begin

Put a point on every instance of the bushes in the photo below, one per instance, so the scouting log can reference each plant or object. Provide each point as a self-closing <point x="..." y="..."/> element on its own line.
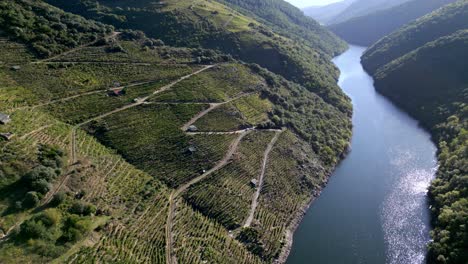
<point x="38" y="226"/>
<point x="74" y="227"/>
<point x="82" y="208"/>
<point x="31" y="199"/>
<point x="45" y="29"/>
<point x="251" y="238"/>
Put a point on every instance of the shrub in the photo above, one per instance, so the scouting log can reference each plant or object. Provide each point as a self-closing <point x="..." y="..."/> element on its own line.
<point x="58" y="199"/>
<point x="31" y="199"/>
<point x="32" y="229"/>
<point x="82" y="208"/>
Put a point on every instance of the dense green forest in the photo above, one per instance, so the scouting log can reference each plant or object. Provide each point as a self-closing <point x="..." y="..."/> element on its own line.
<point x="279" y="44"/>
<point x="430" y="83"/>
<point x="113" y="141"/>
<point x="291" y="22"/>
<point x="430" y="27"/>
<point x="367" y="29"/>
<point x="47" y="30"/>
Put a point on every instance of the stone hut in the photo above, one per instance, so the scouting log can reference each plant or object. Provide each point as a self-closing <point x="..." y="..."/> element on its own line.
<point x="254" y="183"/>
<point x="4" y="119"/>
<point x="192" y="128"/>
<point x="6" y="136"/>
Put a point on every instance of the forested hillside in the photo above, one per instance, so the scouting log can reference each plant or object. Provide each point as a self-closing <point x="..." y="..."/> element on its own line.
<point x="113" y="143"/>
<point x="53" y="32"/>
<point x="212" y="24"/>
<point x="430" y="82"/>
<point x="366" y="30"/>
<point x="430" y="27"/>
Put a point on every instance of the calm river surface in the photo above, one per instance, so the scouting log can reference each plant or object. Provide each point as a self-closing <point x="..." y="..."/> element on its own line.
<point x="374" y="208"/>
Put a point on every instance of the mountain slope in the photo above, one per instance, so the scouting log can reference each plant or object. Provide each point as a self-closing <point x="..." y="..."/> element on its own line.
<point x="439" y="23"/>
<point x="96" y="163"/>
<point x="290" y="21"/>
<point x="213" y="25"/>
<point x="422" y="68"/>
<point x="366" y="30"/>
<point x="431" y="84"/>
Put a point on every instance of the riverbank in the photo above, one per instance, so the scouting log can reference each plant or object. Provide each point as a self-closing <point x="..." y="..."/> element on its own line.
<point x="386" y="175"/>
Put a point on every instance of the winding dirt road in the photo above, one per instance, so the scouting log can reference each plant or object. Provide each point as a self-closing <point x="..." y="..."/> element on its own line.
<point x="253" y="207"/>
<point x="170" y="259"/>
<point x="211" y="108"/>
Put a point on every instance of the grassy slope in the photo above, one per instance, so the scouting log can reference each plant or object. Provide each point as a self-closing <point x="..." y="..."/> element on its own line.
<point x="439" y="23"/>
<point x="366" y="30"/>
<point x="431" y="84"/>
<point x="252" y="37"/>
<point x="126" y="172"/>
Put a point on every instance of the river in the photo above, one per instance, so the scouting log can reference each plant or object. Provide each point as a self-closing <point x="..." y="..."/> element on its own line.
<point x="374" y="208"/>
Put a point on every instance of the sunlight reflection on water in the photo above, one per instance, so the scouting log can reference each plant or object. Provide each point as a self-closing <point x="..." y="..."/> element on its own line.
<point x="406" y="235"/>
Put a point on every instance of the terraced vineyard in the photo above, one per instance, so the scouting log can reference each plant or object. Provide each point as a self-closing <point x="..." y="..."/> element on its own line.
<point x="226" y="194"/>
<point x="125" y="150"/>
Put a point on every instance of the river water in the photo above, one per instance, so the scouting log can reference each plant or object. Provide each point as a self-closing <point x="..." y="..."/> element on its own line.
<point x="374" y="208"/>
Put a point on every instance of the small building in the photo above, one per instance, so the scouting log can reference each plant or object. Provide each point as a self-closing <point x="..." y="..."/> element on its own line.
<point x="192" y="149"/>
<point x="4" y="119"/>
<point x="116" y="92"/>
<point x="6" y="136"/>
<point x="254" y="183"/>
<point x="192" y="128"/>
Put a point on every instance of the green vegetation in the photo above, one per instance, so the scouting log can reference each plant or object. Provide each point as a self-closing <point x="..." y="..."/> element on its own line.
<point x="274" y="41"/>
<point x="47" y="30"/>
<point x="366" y="30"/>
<point x="150" y="137"/>
<point x="439" y="23"/>
<point x="430" y="83"/>
<point x="91" y="173"/>
<point x="226" y="194"/>
<point x="290" y="22"/>
<point x="215" y="85"/>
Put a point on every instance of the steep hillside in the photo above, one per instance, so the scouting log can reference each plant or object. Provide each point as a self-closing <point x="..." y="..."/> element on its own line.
<point x="325" y="14"/>
<point x="431" y="84"/>
<point x="53" y="32"/>
<point x="291" y="22"/>
<point x="366" y="30"/>
<point x="439" y="23"/>
<point x="363" y="7"/>
<point x="214" y="25"/>
<point x="113" y="149"/>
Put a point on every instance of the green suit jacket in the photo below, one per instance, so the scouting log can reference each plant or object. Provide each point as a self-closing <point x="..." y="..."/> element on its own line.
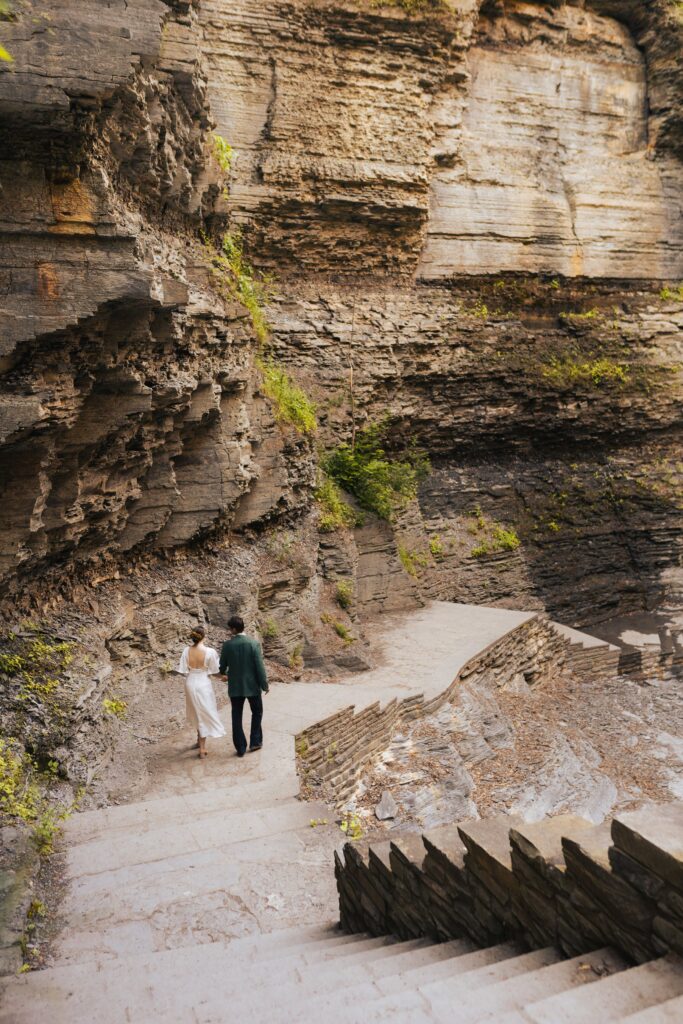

end

**Work to be completed**
Copy out the whole listing above word for word, leaving out the pictures.

**Answer below**
Put a point on every instance of the bushes in the photo below, one per instance, so the scouting log can reference each plant or object. Provide each point as a self-closing <point x="..." y="..."/> element on its own line.
<point x="38" y="226"/>
<point x="74" y="227"/>
<point x="82" y="208"/>
<point x="31" y="199"/>
<point x="45" y="29"/>
<point x="251" y="238"/>
Put a point on every instance of the shrub in the photo above, one per instance, so the scouting log can reference each plant or object. Provide each point as a self-closing <point x="..." y="..."/> element on its own line.
<point x="58" y="199"/>
<point x="31" y="199"/>
<point x="32" y="229"/>
<point x="82" y="208"/>
Put a point on every instance of the dense green forest in the photo above, one per instance, so the scouting log can reference each plant or object. Provide each point as a self-closing <point x="..." y="..."/> element on its own line.
<point x="279" y="44"/>
<point x="430" y="83"/>
<point x="113" y="141"/>
<point x="291" y="22"/>
<point x="430" y="27"/>
<point x="367" y="29"/>
<point x="47" y="30"/>
Put a point on every instance of the stone hut in the photo above, one per instance, so the scouting log can reference each plant or object. Provide each point as a self-closing <point x="..." y="..."/> element on its own line.
<point x="254" y="183"/>
<point x="4" y="119"/>
<point x="192" y="128"/>
<point x="6" y="136"/>
Put a point on every instance of the forested hillside in the photo above, one per instance, so the scouting log can reference each plant or object. Provide each point as a self-closing <point x="..." y="..."/> element on its own line.
<point x="113" y="143"/>
<point x="53" y="32"/>
<point x="212" y="24"/>
<point x="430" y="82"/>
<point x="366" y="30"/>
<point x="430" y="27"/>
Put a point on every instance of the calm river surface in the photo above, one per instance, so the scouting log can reference each plant or object. Provide each point as a self-closing <point x="..." y="..."/> element on its own line.
<point x="374" y="208"/>
Put a point on every instance of the mountain slope in the photo above, one per instance, so the scouting log can reference each plant or object. Provide each point as a self-closing <point x="..." y="..."/> element on its own line.
<point x="439" y="23"/>
<point x="96" y="163"/>
<point x="290" y="21"/>
<point x="213" y="25"/>
<point x="422" y="68"/>
<point x="366" y="30"/>
<point x="431" y="84"/>
Put a point on every instance of the riverbank in the photo above, one per instance, so the scouting log can reference each plant or object. Provide each point as a self-closing <point x="..." y="..."/> element on its own line.
<point x="386" y="175"/>
Put a point on every instance of the winding dirt road in the photo above, one per instance, so the scouting log can reference each plant or object. Provide each point as a self-closing <point x="..." y="..."/> element on its own line.
<point x="253" y="207"/>
<point x="170" y="259"/>
<point x="211" y="108"/>
Put a point on every instance of the grassy slope in the photo above, one per instance, so the scouting log can reference each plant or object. Provide each point as a self-closing <point x="..." y="..."/> element on its own line.
<point x="439" y="23"/>
<point x="366" y="30"/>
<point x="431" y="84"/>
<point x="252" y="37"/>
<point x="126" y="172"/>
Put a point on every instance of the river in the photo above, one per instance, so the scouting log can reference each plant or object. Provide each point as a self-closing <point x="..." y="..."/> element on its own line.
<point x="374" y="208"/>
Put a point on every instance of the sunlight reflection on water in the photo above, one per instance, so the scouting log can reference each plant or object. Provide each point as a self-closing <point x="..." y="..."/> element on its own line.
<point x="406" y="235"/>
Put a point on every instance of the terraced vineyard in the photo above, one per instance, so the scouting log can reference each plant or object. Provide each point as a self-closing <point x="..." y="..."/> element on its own line.
<point x="226" y="194"/>
<point x="125" y="150"/>
Put a point on every instance of the river water in the photo above, one per instance, so the scouting log can reference each plant or object. Provide each point as a self-closing <point x="..." y="..."/> element on its own line.
<point x="374" y="208"/>
Put a point on every instance of the small building in the photo above, one per instance, so the scouting log can reference each plant or object. Provide each point as a self-closing <point x="..." y="..."/> element on its own line.
<point x="192" y="149"/>
<point x="4" y="119"/>
<point x="116" y="92"/>
<point x="6" y="136"/>
<point x="254" y="183"/>
<point x="192" y="128"/>
Put a point on every instance of the green vegetation in the photo above, one per instance, so the scouting log can reference each plant or object. Provide each point as a self-closing <point x="..." y="..."/> element on its own line.
<point x="274" y="41"/>
<point x="47" y="30"/>
<point x="366" y="30"/>
<point x="150" y="137"/>
<point x="439" y="23"/>
<point x="430" y="83"/>
<point x="91" y="173"/>
<point x="226" y="194"/>
<point x="290" y="22"/>
<point x="215" y="85"/>
Put a point on every instance of the steep hillside in the photo above, one per instance, so the scouting log can reference each plant or object. Provide each point as a self-closing <point x="..." y="..."/> element on its own line.
<point x="325" y="14"/>
<point x="431" y="84"/>
<point x="53" y="32"/>
<point x="291" y="22"/>
<point x="366" y="30"/>
<point x="439" y="23"/>
<point x="363" y="7"/>
<point x="214" y="25"/>
<point x="113" y="149"/>
Put a point on every instance of the green suit jacket in the photo below, one per instance, so the scouting log can reference each plant or object. Provide each point as a self-closing <point x="..." y="..."/> element on its own line.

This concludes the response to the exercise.